**Problem**.
Could you render everything from the line containing "as [413, 470]." down to the final line of the items as a JSON list of strings, one string per line, leaving out any blank lines?

**Extracted entries**.

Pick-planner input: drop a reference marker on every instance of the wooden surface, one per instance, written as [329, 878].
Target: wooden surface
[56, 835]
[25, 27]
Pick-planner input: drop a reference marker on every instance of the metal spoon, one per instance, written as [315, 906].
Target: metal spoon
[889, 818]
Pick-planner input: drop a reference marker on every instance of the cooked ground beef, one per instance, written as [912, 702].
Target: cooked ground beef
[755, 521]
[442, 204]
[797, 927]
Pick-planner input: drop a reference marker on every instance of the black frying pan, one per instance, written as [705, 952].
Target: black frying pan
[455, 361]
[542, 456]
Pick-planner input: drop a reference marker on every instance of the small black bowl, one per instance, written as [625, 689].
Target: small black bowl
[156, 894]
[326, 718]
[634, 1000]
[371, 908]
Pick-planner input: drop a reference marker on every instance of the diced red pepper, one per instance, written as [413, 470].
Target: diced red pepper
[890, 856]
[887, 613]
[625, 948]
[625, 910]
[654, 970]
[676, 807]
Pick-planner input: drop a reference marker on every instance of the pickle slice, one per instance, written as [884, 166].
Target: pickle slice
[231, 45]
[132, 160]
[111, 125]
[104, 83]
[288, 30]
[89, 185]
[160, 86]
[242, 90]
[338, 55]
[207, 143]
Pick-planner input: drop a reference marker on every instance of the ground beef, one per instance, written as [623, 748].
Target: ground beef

**The response**.
[
  "Pick-planner input: drop a reference marker on every instance of the diced red pepper, one per instance, written as [413, 470].",
  "Target: diced red pepper",
  "[890, 856]",
  "[887, 613]",
  "[625, 948]",
  "[625, 910]",
  "[654, 970]",
  "[676, 807]",
  "Pick-planner input: drop a reference marker on every instance of the pickle slice, one per instance, written as [884, 166].",
  "Target: pickle slice",
  "[231, 45]",
  "[132, 160]",
  "[111, 125]",
  "[104, 83]",
  "[288, 30]",
  "[89, 185]",
  "[160, 86]",
  "[242, 90]",
  "[338, 55]",
  "[207, 143]",
  "Pick-planner input: drop a reference marker on every instance of the ground beef, one per instance, written as [623, 748].",
  "Target: ground beef"
]